◆ Provided text
################
In-Depth

Controller Brown: Firefighter Raises “Unsustainable” In Houston City Budget

City Controller Chris Brown says Houston is already facing a budget deficit of at least $120 million in the next fiscal year. Enacting full pay parity for firefighters in a single year would nearly double that gap.

Controller Brown
Houston City Controller Chris B. Brown

Houston Mayor Sylvester Turner has announced plans to lay off up to 500 city employees to pay for raises for firefighters. News 88.7 has heard a lot of criticism from listeners saying the City of Houston has plenty of money and the layoffs are unnecessary.

City Controller Chris Brown said, to the contrary, the situation is every bit as bad as the mayor warns.

Houston has been wrestling with chronic budget deficits for years, taking in less in revenue than it pays out. Most of its expenses come in the form of wages and salaries for police, firefighters and municipal workers. Even before voters approved raises for firefighters last November, the City was looking at a deficit of between $120 million and $140 million for the next fiscal year.
################
◆ Provided material

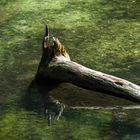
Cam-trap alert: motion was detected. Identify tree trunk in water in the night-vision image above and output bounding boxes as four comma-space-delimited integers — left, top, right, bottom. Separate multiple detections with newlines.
################
◆ Task requirements
1/ According to the Houston budget article, how many city employees does Mayor Sylvester Turner plan to lay off?
2/ Repeat the Houston budget article from "City Controller Chris Brown said, to" to "for the next fiscal year.".
3/ Carry on writing the Houston budget article from the point where it stops.

◆ Answers by task
1/ Up to 500.

2/
City Controller Chris Brown said, to the contrary, the situation is every bit as bad as the mayor warns.

Houston has been wrestling with chronic budget deficits for years, taking in less in revenue than it pays out. Most of its expenses come in the form of wages and salaries for police, firefighters and municipal workers. Even before voters approved raises for firefighters last November, the City was looking at a deficit of between $120 million and $140 million for the next fiscal year.

3/
But Brown said when voters approved Proposition B, linking firefighters’ pay levels to those of police, “You took a very difficult situation and you made it even more difficult…Our office has said it’s really unsustainable to be able to absorb an additional $100 million cost in one fiscal year when you’re already facing such a large budget shortfall.”

The controller said the City could absorb that extra cost if it’s spaced out over five years, rather than imposed all at once, as Proposition B requires.

“I can’t stress [enough] the importance of getting a negotiated deal with the firefighters,” Brown said. “I think that’s the only solution for us in this next budget cycle.” Failing that, the cost to the City will only grow in the following fiscal year, as firefighter salaries climb further to match scheduled police pay raises.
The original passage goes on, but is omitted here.